* What this task involves *
Each line holding the string "positive" is to be copied from the data.
** Opening Data excerpts block **
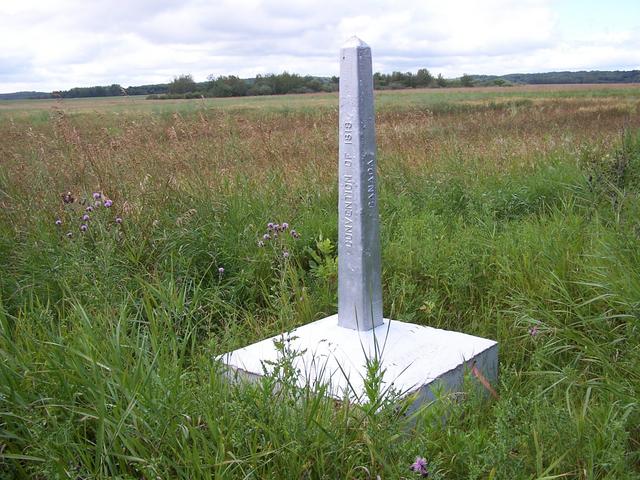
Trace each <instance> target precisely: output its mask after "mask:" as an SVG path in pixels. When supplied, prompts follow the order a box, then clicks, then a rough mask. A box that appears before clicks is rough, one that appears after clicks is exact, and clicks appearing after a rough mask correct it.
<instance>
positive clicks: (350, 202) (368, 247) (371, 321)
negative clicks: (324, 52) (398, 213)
mask: <svg viewBox="0 0 640 480" xmlns="http://www.w3.org/2000/svg"><path fill="white" fill-rule="evenodd" d="M339 130H340V138H339V165H340V166H339V169H338V175H339V202H338V218H339V220H338V324H339V325H340V326H341V327H346V328H351V329H354V330H370V329H372V328H375V327H377V326H379V325H382V323H383V320H382V286H381V279H380V277H381V259H380V222H379V219H378V198H377V186H376V183H377V182H376V139H375V122H374V109H373V75H372V68H371V49H370V48H369V46H368V45H367V44H366V43H364V42H363V41H362V40H360V39H359V38H357V37H353V38H351V39H350V40H348V41H347V43H346V44H345V45H344V46H343V47H342V49H341V50H340V127H339Z"/></svg>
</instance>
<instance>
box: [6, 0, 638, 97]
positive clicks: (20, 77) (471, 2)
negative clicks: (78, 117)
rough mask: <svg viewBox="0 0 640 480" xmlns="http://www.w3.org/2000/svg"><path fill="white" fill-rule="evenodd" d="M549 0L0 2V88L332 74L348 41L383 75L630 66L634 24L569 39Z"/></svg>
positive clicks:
** Closing Data excerpts block **
* Worked solution *
positive clicks: (350, 202) (368, 247) (371, 321)
positive clicks: (20, 77) (471, 2)
positive clicks:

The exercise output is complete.